→ MATERIAL FOR THIS TASK:

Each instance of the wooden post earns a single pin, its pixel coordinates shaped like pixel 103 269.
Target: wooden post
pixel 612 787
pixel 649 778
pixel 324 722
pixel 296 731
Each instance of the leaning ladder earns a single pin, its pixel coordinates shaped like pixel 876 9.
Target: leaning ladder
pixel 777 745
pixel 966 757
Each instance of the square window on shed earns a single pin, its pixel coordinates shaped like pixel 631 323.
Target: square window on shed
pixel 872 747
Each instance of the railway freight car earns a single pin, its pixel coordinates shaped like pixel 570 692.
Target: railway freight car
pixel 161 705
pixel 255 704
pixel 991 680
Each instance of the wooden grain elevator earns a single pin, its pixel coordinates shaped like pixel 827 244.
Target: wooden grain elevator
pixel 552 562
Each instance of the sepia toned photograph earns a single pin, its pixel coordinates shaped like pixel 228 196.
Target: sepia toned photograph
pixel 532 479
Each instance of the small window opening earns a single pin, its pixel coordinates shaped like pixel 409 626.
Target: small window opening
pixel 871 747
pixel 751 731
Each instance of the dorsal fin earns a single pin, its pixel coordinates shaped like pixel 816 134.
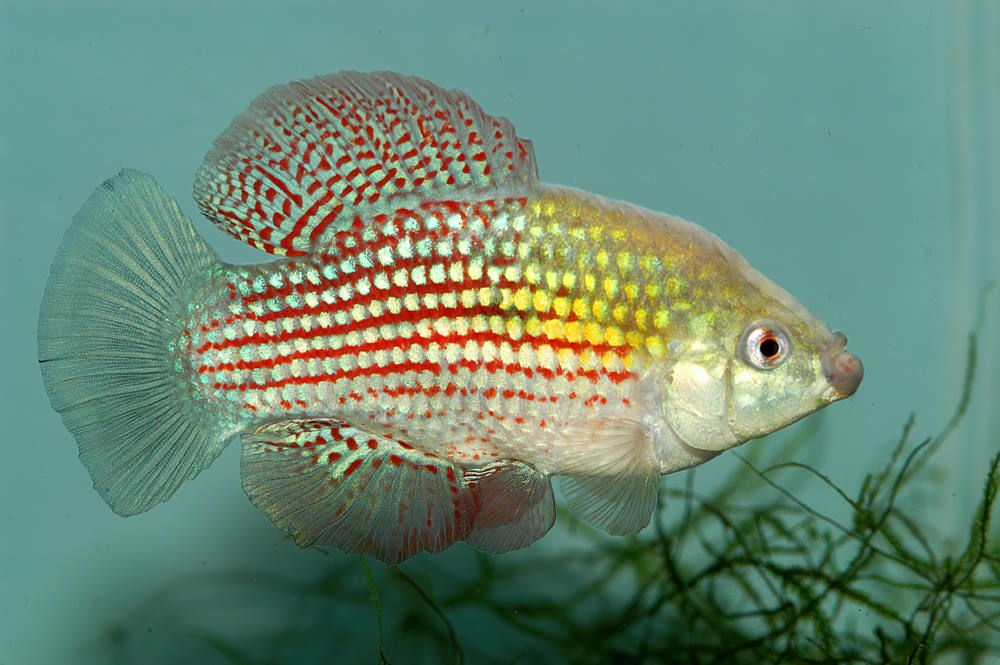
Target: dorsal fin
pixel 312 155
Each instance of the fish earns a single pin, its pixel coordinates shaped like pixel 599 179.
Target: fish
pixel 437 335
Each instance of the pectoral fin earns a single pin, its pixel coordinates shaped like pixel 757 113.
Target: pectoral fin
pixel 610 477
pixel 516 506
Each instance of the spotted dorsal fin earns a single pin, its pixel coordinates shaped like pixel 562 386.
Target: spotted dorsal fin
pixel 311 156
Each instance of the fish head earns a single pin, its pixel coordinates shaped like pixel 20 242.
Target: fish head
pixel 751 361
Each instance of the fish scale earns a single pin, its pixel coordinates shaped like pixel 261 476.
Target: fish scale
pixel 416 321
pixel 443 335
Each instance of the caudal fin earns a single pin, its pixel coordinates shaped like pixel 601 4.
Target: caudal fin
pixel 122 271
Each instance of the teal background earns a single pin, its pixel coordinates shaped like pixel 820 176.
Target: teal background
pixel 849 150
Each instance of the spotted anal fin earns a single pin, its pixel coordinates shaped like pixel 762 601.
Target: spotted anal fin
pixel 516 506
pixel 311 157
pixel 610 477
pixel 326 482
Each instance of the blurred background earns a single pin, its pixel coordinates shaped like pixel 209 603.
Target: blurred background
pixel 849 150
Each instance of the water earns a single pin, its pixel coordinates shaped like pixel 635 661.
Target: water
pixel 848 150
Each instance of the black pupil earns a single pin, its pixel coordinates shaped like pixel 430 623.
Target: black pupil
pixel 769 347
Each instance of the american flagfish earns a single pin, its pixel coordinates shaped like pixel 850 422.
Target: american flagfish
pixel 442 334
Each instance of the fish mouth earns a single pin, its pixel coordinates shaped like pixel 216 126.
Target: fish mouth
pixel 843 369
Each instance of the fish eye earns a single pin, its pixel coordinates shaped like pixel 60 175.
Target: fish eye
pixel 764 346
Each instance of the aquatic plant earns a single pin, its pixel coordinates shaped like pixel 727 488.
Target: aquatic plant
pixel 745 573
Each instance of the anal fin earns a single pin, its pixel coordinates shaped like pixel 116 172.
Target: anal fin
pixel 327 482
pixel 609 475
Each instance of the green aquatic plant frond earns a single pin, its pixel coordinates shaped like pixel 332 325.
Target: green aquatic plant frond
pixel 751 570
pixel 373 590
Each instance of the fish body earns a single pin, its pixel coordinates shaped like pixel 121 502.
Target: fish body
pixel 444 334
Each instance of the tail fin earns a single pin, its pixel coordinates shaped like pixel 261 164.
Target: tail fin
pixel 119 276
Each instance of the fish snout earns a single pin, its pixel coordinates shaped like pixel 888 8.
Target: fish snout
pixel 842 368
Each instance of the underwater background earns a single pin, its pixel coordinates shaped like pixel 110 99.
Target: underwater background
pixel 849 150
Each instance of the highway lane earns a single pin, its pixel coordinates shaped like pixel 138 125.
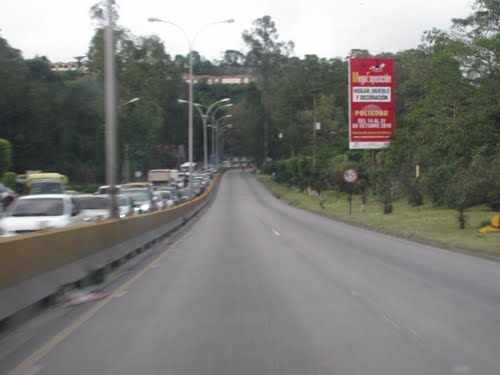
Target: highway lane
pixel 258 287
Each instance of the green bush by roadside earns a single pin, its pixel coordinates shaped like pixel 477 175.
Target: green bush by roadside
pixel 425 223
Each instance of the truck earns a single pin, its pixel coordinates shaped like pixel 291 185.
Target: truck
pixel 159 177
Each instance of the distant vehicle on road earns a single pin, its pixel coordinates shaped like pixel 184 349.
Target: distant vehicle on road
pixel 142 199
pixel 184 168
pixel 160 177
pixel 31 213
pixel 94 207
pixel 44 183
pixel 106 189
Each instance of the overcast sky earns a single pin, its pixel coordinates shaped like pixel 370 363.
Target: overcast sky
pixel 62 29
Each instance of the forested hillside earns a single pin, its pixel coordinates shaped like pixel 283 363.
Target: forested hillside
pixel 447 111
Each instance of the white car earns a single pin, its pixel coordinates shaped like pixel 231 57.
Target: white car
pixel 164 199
pixel 42 211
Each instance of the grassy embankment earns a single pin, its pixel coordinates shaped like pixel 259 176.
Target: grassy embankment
pixel 434 225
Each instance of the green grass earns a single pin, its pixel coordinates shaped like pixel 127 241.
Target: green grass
pixel 434 225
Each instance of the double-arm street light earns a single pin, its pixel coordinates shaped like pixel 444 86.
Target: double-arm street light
pixel 216 138
pixel 190 43
pixel 204 117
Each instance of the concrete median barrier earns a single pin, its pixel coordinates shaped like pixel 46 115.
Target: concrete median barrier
pixel 34 266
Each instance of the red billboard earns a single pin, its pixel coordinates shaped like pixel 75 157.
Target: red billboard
pixel 371 102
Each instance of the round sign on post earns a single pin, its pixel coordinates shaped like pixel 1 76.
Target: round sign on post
pixel 350 176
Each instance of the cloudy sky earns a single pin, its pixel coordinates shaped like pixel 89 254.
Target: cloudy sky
pixel 62 29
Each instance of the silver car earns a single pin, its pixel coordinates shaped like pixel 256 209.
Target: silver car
pixel 42 211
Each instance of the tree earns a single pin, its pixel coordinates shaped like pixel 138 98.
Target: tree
pixel 5 156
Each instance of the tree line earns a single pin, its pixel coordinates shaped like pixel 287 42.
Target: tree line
pixel 447 111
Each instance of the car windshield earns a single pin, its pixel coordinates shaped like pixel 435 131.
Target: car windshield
pixel 46 187
pixel 37 207
pixel 138 195
pixel 94 203
pixel 122 201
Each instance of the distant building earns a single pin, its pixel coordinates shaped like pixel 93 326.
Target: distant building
pixel 223 80
pixel 237 79
pixel 70 66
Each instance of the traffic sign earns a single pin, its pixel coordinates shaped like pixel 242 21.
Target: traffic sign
pixel 350 176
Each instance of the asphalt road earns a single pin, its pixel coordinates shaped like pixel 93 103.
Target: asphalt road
pixel 257 287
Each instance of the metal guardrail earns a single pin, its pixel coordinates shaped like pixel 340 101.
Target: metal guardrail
pixel 35 266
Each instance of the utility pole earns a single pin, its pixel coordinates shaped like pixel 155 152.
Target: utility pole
pixel 314 130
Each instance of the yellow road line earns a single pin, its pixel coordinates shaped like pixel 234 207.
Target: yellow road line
pixel 35 357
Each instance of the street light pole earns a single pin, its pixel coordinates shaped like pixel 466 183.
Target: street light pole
pixel 190 121
pixel 204 118
pixel 110 103
pixel 126 162
pixel 217 135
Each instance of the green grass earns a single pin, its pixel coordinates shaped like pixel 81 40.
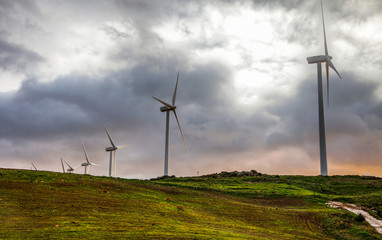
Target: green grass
pixel 48 205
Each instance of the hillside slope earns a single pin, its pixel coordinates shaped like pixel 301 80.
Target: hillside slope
pixel 38 205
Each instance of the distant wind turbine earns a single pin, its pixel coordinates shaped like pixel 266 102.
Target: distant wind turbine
pixel 34 167
pixel 112 149
pixel 70 169
pixel 86 164
pixel 320 59
pixel 167 108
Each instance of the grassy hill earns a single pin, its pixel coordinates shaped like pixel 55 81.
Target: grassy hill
pixel 49 205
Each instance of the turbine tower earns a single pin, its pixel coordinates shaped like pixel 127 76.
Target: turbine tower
pixel 168 108
pixel 321 118
pixel 62 164
pixel 86 164
pixel 113 150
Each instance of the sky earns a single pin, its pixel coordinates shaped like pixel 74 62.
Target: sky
pixel 247 98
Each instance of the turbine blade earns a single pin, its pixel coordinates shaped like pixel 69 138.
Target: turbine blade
pixel 108 134
pixel 86 154
pixel 175 91
pixel 323 25
pixel 164 103
pixel 122 146
pixel 332 66
pixel 62 164
pixel 327 81
pixel 181 132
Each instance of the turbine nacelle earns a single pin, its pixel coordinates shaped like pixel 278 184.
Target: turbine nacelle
pixel 109 149
pixel 318 59
pixel 165 108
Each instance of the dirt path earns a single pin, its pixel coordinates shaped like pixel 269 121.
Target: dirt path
pixel 377 224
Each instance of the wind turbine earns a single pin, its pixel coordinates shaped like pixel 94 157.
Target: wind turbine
pixel 62 164
pixel 320 59
pixel 86 164
pixel 34 167
pixel 168 108
pixel 112 149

→ WHAT YOU WILL DO: Reproduce, word for word, the lines of the data from the line with "Each instance of the spotted dorsal" to the line with "pixel 751 361", including both of those lines.

→ THE ANSWER:
Each instance of the spotted dorsal fin earns a single pin, its pixel coordinates shaped like pixel 562 386.
Target: spotted dorsal fin
pixel 311 156
Each instance of the fish head earns a single pin, its pixel coordinates shaped like pixel 20 242.
Target: fish head
pixel 751 361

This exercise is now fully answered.